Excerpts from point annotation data
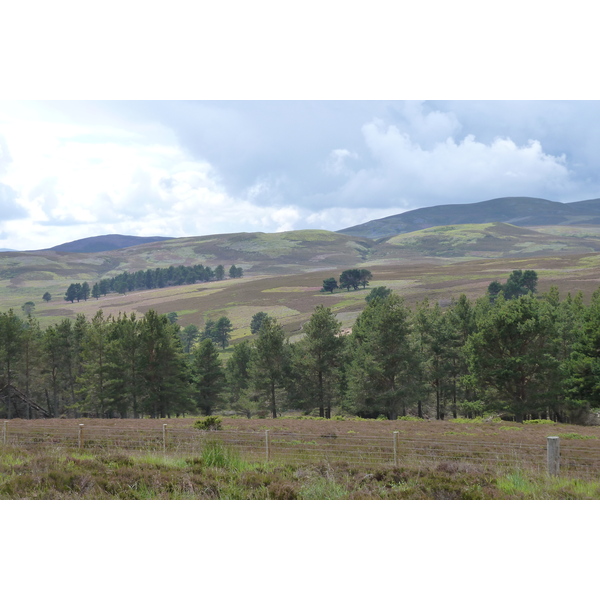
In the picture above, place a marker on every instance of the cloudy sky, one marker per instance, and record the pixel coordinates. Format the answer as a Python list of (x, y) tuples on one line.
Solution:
[(72, 169)]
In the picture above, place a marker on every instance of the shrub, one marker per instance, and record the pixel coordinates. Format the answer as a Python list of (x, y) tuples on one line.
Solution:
[(210, 423), (215, 454), (577, 436)]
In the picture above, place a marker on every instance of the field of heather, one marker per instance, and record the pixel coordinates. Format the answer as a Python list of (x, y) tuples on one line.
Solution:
[(294, 458)]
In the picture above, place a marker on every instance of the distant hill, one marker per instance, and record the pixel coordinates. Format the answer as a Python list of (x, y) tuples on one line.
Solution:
[(104, 243), (521, 211), (489, 240)]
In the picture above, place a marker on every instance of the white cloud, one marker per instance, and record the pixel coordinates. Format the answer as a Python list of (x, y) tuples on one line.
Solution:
[(466, 170), (178, 169)]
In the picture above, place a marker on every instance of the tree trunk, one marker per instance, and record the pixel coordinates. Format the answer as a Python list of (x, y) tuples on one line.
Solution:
[(273, 407)]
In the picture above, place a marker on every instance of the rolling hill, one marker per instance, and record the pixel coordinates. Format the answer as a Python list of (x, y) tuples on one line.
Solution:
[(105, 243), (521, 211), (283, 272)]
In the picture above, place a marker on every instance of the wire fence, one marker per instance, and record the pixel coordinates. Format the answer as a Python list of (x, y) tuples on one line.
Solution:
[(577, 460)]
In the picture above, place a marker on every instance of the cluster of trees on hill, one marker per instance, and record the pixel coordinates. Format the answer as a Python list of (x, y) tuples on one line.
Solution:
[(351, 278), (528, 355), (150, 279)]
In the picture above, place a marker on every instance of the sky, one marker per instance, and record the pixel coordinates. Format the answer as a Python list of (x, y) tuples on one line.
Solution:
[(74, 169)]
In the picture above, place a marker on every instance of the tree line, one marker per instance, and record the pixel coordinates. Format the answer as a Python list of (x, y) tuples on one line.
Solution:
[(148, 280), (529, 355)]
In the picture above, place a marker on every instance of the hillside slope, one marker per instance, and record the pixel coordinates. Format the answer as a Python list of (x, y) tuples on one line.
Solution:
[(105, 243), (521, 211), (489, 240)]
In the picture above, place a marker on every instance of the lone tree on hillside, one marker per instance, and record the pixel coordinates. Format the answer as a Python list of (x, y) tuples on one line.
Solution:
[(353, 278), (329, 285), (257, 321), (235, 272), (378, 293), (28, 307), (519, 283)]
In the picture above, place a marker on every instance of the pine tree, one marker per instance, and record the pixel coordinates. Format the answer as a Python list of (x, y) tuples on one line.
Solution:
[(384, 372), (208, 377), (269, 361)]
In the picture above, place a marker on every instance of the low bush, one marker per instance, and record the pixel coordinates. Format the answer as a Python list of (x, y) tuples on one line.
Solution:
[(210, 423)]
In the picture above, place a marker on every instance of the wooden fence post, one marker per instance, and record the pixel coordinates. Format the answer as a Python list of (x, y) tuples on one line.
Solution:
[(553, 451), (267, 445)]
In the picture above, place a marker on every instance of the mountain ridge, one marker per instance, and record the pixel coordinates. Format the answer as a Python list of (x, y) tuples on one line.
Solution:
[(104, 243), (523, 211)]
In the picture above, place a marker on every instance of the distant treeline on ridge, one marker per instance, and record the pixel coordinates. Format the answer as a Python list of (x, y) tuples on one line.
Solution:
[(149, 279)]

Directions: Render every line from the one containing "of the pine" through the last line of the entries as a JSON list of strings, one string per line, with blank lines left out.

Worked solution:
[
  "In the picture above, place a marker on every instance of the pine tree, one marker per instance, and record the pixel coordinates. Format the answer as a Python list of (x, y) tuples on one line.",
  "Solution:",
  "[(384, 372), (208, 377), (269, 361)]",
  "In the picture above, place a marker on every instance of the low bush, one marker per instance, and record the pixel coordinates. Format the answer as a Python list of (x, y) tuples on one line.",
  "Solution:",
  "[(210, 423)]",
  "In the picture above, place a marker on every instance of the wooden fence post, one marker per instance, and record the pixel coordinates. Format the answer as a Python list of (x, y) tuples on one line.",
  "Solution:",
  "[(553, 451), (267, 445)]",
  "In the picture above, place a marker on every instance of the mountain ridge, one marker per instance, and record the pixel coordinates. Format the answer as a Python list of (x, y) tuples on one line.",
  "Solution:",
  "[(104, 243), (523, 211)]",
  "In the picture above, place a marker on every instance of the distant treeline on ridge, one marker per instance, and record the pixel coordinates. Format the answer as a Python list of (x, y) tuples on one line.",
  "Solution:",
  "[(149, 279)]"
]